◆ **Extracted entries**:
+ + + +

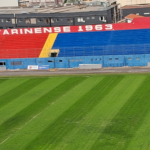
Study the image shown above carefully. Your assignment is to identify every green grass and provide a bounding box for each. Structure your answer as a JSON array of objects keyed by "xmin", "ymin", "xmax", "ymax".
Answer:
[{"xmin": 0, "ymin": 74, "xmax": 150, "ymax": 150}]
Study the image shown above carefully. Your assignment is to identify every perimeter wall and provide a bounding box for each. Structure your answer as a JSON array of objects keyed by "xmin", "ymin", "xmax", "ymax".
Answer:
[{"xmin": 0, "ymin": 54, "xmax": 150, "ymax": 69}]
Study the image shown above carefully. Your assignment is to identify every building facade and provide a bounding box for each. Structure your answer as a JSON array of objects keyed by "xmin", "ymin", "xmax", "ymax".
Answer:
[{"xmin": 117, "ymin": 0, "xmax": 150, "ymax": 6}]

+ + + +

◆ **What the exercise asks**: State how many lines of the material above contain the word "each", and give only that number.

◆ **Solved problem**: 3